Sin is, of course, being out of alignment with God’s values, but in pantheistic, solipsistic liberalism, the only God is oneself. Sin is being out of alignment with my values. As we know, Obama rigorously and fanatically supports abortion. It is, apparently, his highest value. As we can see from his words above, for Obama, it would be the greatest sin for him to waver from this value, and it would secure him the most severe punishment. If this isn’t psychopathic, then nothing is.

An honest atheistic denial of God implies, at least logically, the recognition of the possibility of His existence. Rejection of God’s existence requires the acceptance of God’s existence as a logical contrary, with one presupposing the other. And though atheism denies God’s actual existence, it does not deny that, if He did exist, He would, at least, possess something akin to a definite nature, that is, He would be this and not that, with this and that being any two incompatible essences, attributes, qualities, etc. However, in confessing diametrically opposed doctrines about the nature and existence of God, Obama’s piety is infinitely worse than atheism. Asserting that “God is x and God is not x” and “Jesus is the way and Jesus is only a way” is more blasphemous than saying “God is not” and “Jesus is not God.” Unlike atheism, it destroys the very possibility of religious belief, both logically and ontologically. Obama’s religious eclecticism neither affirms nor denies God; nevertheless, it is not agnosticism. Would that it was agnosticism! Obama is a Christian whose brand of Christianity precludes the very possibility of Christianity.

Obama is the high priest, the pope of the church of liberalism. It must be said that the neoconservative regime that preceded Obama was not immune to many of the same errors that Obama espouses, for it too was devoted to remaining in alignment with its “values,” including torture and wars of aggression, hardly values of the one true Church.  Yet strangely, Obama appears no less aligned with these “conservative” values than he is with his own liberal ones, making his regime akin to a sort of synthesis of all Americanist and liberal heresies. Judging from Obama’s recent indication that he would increase troop levels in Afghanistan and leave behind tens of thousands of soldiers and Marines in Iraq, and his “no comment,” that is, wholehearted support of Israel’s “Merry Christmas” murderous assault on innocent Palestinians in Gaza, Obama will be as brutal to innocent Arabs and Muslims as he is to innocent babies. Alignment—at all costs!
--------------------------------
• Work to do
- 1) Answer these questions from the passage on Obama and liberalism:
(a) In pantheistic, solipsistic liberalism, who is the only God?
(b) What does an honest atheistic denial of God imply, at least logically?
(c) What two titles does the passage give Obama in the church of liberalism?
- 2) Reproduce word for word the section of the passage on Obama and liberalism from "Sin is, of course, being" to "then nothing is.".
--------------------------------
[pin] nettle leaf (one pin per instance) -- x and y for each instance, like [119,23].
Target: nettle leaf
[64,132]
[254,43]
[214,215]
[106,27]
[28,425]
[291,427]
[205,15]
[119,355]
--------------------------------
• Solutions to the exercise
- 1)
(a) Oneself.
(b) The recognition of the possibility of God's existence.
(c) The high priest and the pope.

- 2)
Sin is, of course, being out of alignment with God’s values, but in pantheistic, solipsistic liberalism, the only God is oneself. Sin is being out of alignment with my values. As we know, Obama rigorously and fanatically supports abortion. It is, apparently, his highest value. As we can see from his words above, for Obama, it would be the greatest sin for him to waver from this value, and it would secure him the most severe punishment. If this isn’t psychopathic, then nothing is.